= Beginning of Section =
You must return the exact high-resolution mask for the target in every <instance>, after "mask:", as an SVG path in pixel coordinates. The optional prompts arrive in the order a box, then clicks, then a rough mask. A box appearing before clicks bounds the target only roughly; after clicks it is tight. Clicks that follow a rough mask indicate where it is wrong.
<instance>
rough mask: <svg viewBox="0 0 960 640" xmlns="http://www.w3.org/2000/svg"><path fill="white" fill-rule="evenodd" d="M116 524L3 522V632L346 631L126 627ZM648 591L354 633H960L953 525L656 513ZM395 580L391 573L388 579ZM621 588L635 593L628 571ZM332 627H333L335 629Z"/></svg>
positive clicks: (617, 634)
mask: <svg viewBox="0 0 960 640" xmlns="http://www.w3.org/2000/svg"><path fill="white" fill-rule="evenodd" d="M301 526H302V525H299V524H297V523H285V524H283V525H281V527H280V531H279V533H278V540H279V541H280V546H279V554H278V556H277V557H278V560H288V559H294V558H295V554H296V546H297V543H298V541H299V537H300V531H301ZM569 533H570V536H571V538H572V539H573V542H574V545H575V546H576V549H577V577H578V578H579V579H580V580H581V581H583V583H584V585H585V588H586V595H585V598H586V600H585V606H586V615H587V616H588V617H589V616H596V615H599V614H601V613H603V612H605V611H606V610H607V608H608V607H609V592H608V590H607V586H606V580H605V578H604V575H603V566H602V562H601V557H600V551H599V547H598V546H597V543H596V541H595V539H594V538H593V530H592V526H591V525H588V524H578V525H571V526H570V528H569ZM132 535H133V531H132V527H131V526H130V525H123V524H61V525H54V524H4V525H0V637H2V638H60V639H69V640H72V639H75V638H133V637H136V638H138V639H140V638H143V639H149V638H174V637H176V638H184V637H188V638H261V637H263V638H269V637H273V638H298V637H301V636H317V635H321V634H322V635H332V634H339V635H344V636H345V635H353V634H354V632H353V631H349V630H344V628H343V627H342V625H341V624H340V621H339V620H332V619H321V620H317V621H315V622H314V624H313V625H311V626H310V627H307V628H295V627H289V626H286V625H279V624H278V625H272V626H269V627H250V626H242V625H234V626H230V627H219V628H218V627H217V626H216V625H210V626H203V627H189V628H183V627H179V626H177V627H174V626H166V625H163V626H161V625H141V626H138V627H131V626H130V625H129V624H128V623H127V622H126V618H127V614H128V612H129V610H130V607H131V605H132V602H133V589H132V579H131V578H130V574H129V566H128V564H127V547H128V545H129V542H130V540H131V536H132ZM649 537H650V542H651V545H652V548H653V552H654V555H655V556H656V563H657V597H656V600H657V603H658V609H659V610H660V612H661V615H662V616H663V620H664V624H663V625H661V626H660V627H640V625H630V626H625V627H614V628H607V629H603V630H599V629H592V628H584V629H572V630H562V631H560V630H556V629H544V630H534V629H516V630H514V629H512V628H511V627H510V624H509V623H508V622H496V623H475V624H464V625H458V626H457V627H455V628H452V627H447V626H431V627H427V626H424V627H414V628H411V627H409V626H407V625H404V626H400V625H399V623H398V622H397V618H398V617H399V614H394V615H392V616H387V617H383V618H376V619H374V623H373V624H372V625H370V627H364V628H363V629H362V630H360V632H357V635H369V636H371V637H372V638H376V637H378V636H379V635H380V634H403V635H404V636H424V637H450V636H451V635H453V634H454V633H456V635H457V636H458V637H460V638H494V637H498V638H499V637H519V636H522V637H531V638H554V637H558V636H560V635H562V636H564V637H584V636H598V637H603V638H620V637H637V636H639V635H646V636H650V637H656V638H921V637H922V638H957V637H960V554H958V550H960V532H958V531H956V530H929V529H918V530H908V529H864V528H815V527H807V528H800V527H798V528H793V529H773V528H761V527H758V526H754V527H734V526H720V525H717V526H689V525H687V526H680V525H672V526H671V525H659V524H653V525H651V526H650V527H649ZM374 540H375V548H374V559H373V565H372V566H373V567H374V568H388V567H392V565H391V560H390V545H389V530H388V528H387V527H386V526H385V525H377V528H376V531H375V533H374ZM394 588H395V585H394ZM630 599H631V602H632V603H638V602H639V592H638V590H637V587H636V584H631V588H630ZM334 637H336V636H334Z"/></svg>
= End of Section =
EXERCISE INSTRUCTIONS. Please format everything from the start of the material down to the line containing "positive clicks: (617, 634)" as a numbered list, leaving out any blank lines.

SOLUTION FOR THIS PROBLEM.
1. You must return the exact high-resolution mask for the target in every <instance>, after "mask:", as an SVG path in pixel coordinates. The optional prompts arrive in the order a box, then clicks, then a rough mask. A box appearing before clicks bounds the target only roughly; after clicks it is tight. Clicks that follow a rough mask indicate where it is wrong.
2. <instance>
3. rough mask: <svg viewBox="0 0 960 640" xmlns="http://www.w3.org/2000/svg"><path fill="white" fill-rule="evenodd" d="M116 524L3 522V632L346 631L126 627ZM648 591L354 633H960L953 525L656 513ZM395 580L391 573L388 579ZM621 588L635 593L628 571ZM332 627H333L335 629Z"/></svg>
4. positive clicks: (617, 634)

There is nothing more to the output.